**What to work on:** Leaving every picture out, repeat all of the entries below exactly.

::::::::

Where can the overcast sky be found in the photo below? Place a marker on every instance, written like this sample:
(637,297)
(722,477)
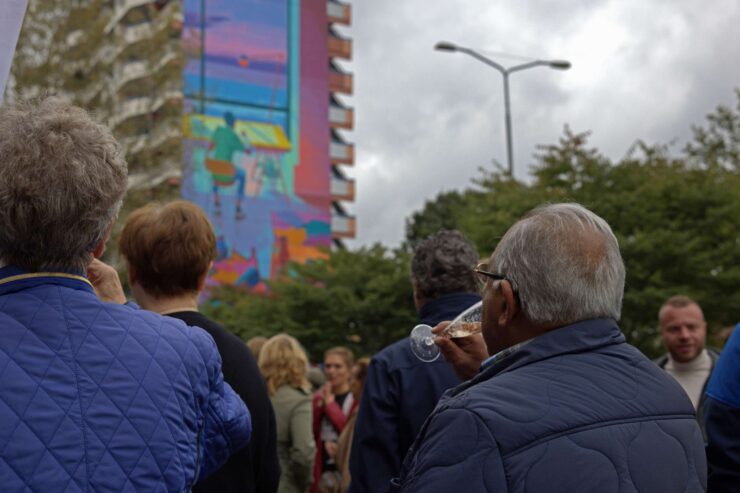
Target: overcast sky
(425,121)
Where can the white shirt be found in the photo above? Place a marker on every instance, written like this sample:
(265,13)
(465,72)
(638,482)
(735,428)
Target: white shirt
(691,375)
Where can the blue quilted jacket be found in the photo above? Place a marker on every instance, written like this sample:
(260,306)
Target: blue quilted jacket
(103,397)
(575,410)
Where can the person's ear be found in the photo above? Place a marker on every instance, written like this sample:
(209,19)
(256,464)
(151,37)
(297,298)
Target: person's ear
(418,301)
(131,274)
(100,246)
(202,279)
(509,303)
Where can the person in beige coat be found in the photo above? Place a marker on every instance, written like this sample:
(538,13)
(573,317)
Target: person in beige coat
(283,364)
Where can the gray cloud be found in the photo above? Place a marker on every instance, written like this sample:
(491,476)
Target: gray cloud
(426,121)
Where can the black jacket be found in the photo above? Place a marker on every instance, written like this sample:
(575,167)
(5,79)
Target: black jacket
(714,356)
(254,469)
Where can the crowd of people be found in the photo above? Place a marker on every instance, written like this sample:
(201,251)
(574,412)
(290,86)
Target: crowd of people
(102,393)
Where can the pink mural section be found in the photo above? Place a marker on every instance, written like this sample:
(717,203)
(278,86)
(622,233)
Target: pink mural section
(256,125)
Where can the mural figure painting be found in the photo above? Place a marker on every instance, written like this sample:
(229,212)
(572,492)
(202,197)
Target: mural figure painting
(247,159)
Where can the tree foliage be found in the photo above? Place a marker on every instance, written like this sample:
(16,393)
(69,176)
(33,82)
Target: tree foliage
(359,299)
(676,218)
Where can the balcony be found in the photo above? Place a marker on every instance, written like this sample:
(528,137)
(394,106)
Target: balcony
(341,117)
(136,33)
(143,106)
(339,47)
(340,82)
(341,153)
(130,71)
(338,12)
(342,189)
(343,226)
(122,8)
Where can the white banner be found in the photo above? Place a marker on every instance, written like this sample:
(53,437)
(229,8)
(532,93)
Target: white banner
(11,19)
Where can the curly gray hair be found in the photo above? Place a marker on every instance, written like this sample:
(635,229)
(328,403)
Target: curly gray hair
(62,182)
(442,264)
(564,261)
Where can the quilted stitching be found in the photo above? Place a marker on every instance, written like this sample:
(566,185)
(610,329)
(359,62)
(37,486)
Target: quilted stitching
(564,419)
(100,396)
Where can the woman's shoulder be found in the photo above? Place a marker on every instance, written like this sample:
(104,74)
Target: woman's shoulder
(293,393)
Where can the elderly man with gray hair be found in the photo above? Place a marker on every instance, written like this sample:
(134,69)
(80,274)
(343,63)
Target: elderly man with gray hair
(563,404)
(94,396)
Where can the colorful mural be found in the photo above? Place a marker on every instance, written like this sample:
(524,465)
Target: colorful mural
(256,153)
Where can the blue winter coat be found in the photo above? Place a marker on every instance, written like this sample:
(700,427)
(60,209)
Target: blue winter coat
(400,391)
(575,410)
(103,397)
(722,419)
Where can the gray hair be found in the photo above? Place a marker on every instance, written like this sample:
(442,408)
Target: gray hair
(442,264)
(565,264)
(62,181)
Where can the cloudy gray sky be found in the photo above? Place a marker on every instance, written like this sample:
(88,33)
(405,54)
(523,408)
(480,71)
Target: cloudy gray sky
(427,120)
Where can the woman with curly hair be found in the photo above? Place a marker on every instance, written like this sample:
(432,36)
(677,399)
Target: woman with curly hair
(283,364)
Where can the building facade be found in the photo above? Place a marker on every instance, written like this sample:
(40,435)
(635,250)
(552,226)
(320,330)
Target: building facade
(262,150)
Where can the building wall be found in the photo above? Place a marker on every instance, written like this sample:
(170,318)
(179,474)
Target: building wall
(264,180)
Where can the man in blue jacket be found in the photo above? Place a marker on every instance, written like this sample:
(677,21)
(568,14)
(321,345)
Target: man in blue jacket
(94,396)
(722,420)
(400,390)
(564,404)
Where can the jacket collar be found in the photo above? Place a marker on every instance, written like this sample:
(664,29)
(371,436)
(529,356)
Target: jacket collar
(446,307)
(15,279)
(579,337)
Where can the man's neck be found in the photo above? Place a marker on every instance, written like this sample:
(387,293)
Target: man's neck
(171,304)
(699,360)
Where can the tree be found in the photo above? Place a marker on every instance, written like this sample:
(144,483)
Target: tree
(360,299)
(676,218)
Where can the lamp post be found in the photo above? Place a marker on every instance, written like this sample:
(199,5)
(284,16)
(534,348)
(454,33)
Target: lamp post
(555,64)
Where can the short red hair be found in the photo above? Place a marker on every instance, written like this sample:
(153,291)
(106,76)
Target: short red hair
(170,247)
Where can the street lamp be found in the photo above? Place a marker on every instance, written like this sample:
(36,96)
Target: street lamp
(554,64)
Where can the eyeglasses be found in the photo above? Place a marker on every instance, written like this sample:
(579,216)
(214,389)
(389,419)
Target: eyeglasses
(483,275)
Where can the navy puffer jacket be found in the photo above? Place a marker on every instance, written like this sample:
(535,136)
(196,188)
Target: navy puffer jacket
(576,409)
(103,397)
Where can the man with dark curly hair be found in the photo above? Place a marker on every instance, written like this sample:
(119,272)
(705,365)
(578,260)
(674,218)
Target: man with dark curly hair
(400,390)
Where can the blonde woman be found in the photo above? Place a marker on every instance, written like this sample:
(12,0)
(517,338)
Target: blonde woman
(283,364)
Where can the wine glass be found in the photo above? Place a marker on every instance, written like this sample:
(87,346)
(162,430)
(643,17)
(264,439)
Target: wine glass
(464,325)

::::::::

**Answer section:**
Where can the overcast sky be found in the photo below? Place a marker on every instance, written like this sample:
(637,297)
(722,477)
Target: overcast sky
(425,121)
Where can the white shirt be found in the photo above? Place a marker on every instance, written like this sample:
(265,13)
(465,72)
(638,482)
(735,428)
Target: white shirt
(691,375)
Where can the blue quilted jacket be found in the photo above? Place a marker on every instance, written like this sample:
(260,306)
Target: blue quilted jacket
(103,397)
(575,410)
Where can the person's ear be found in the photo above? Place a marker on every instance, written like this sample:
(209,19)
(256,464)
(151,37)
(297,298)
Target: person's ear
(418,301)
(131,274)
(100,246)
(202,279)
(509,303)
Where can the person in beige coat be found in the photo above? Place a marker on every instance, written like this sample:
(538,13)
(573,317)
Target: person in beige coat
(283,364)
Where can the gray cloud be found in the photo above? Place a marker on every instance, written like this sample:
(491,476)
Target: gray cloud
(426,121)
Where can the black jacket be found in the photo above? Place a marker on every instance, written like this sample:
(575,167)
(5,79)
Target: black jacket
(714,356)
(254,469)
Where can the crowd of people be found in the photo above? Place a marker on every instance, written like this sample:
(201,251)
(574,412)
(290,86)
Target: crowd of people
(102,393)
Where can the pink mural section be found in the photo above? Place a marker on every instance, written like this sample:
(717,203)
(278,86)
(622,233)
Target: pink mural section
(256,125)
Where can the mural figure painting be found in the photo above? Place a marker on every instance, written like this sample:
(229,212)
(572,492)
(202,197)
Target: mural figure painting
(247,159)
Where can the tree foliage be found in the photo above? Place a marker on every instance, written like this sample:
(16,393)
(69,176)
(33,82)
Target: tree foliage
(359,299)
(676,218)
Where can the balcony be found in the photo above? Place a marker on every instance, written like this sample:
(528,137)
(394,106)
Target: balcony
(341,117)
(136,33)
(143,106)
(339,47)
(340,82)
(341,153)
(130,71)
(338,12)
(342,189)
(343,226)
(122,8)
Where can the white banner be found in the photo above? Place a marker on every instance, written like this sample:
(53,437)
(229,8)
(532,93)
Target: white banner
(11,19)
Where can the curly gray hair be found in the photo above? Place a marker on every instance, written like this sample:
(635,229)
(328,403)
Target: curly gray hair
(62,182)
(442,264)
(564,261)
Where can the quilted stitching be found in the photo above? Place a marker on every instance, written like this sample:
(566,185)
(610,329)
(359,62)
(37,486)
Target: quilted stitching
(564,419)
(100,396)
Where can the woman's shoulder be found in the photo above? Place a marker on every instance, written like this sample:
(104,74)
Target: woman's shoulder
(293,393)
Where can the elderly man with gray hair be found in the photo above? Place a marker on every instance, written like this sample:
(134,69)
(80,274)
(343,63)
Target: elderly man with gray hair
(563,404)
(94,396)
Where can the colorful mural be found in the photo above? Place a marker on every instance, written like this sample:
(524,465)
Target: colorful mural
(256,153)
Where can the blue winter coat be found in the photo above? Place a marker on every instance, written like this sample:
(700,427)
(60,209)
Target: blue winter coat
(400,391)
(575,410)
(103,397)
(722,419)
Where can the gray hair be found in the photo above? Place a marker on every instance, written like this sample:
(442,408)
Target: gray hair
(442,264)
(565,264)
(62,181)
Where can the cloudy gray sky be found in the photo above? Place a marker on every instance, written like this sample:
(88,33)
(405,54)
(523,408)
(480,71)
Target: cloudy gray sky
(427,120)
Where can the woman with curly hair be found in the photo above? Place a marker on every instance, written like this sample:
(432,36)
(677,399)
Target: woman with curly hair
(283,364)
Where can the building facade be found in the photo above? Place a marker on every instance, written like this sample:
(40,435)
(635,250)
(552,226)
(320,330)
Target: building facade
(262,150)
Where can the building wall be found in the photo above? Place a marker on every instance, written like this sample:
(170,318)
(179,474)
Target: building wall
(264,180)
Where can the man in blue jacket be found in the photo above? Place a marker on every instance, written like this sample:
(677,21)
(568,14)
(321,345)
Target: man in blue jacket
(94,396)
(722,420)
(400,390)
(564,404)
Where can the jacket collar be found in the photo above? Place a marker on every instance, written like this sample:
(664,29)
(371,436)
(529,356)
Target: jacket collar
(446,307)
(15,279)
(579,337)
Where can the man's neck be found in the photo above? Place a marker on every instance, written like this sample:
(387,293)
Target: man's neck
(171,304)
(699,360)
Where can the tree be found in the photo above? Place a marker on every instance, written like this sample:
(144,483)
Target: tree
(360,299)
(676,218)
Where can the lamp post be found in the photo above? Place a marker on every instance, written like this sample:
(199,5)
(284,16)
(534,348)
(454,33)
Target: lamp post
(555,64)
Where can the short red hair be found in the photo above? Place a marker on every instance, written like this sample:
(153,291)
(106,76)
Target: short red hair
(170,247)
Where can the street lamp be found in the photo above? Place a marker on every instance, written like this sample:
(36,96)
Target: street lamp
(554,64)
Where can the eyeglasses be found in the photo above? Place a marker on every instance, written like this sample:
(579,216)
(214,389)
(389,419)
Target: eyeglasses
(483,275)
Where can the navy puffer jacket be found in the photo above? Place a marker on every instance, written like this sample:
(535,136)
(196,188)
Target: navy puffer jacket
(576,409)
(103,397)
Where can the man with dark curly hair be found in the photo above? Place a marker on every instance, written like this sample:
(119,272)
(705,365)
(578,260)
(674,218)
Target: man with dark curly hair
(400,390)
Where can the blonde woman be found in the photo above? Place a marker on every instance, written like this sample:
(12,0)
(517,338)
Target: blonde woman
(283,364)
Where can the wine glass be found in the photo above? Place a marker on every instance, written like this sample:
(87,346)
(162,430)
(643,17)
(264,439)
Target: wine glass
(464,325)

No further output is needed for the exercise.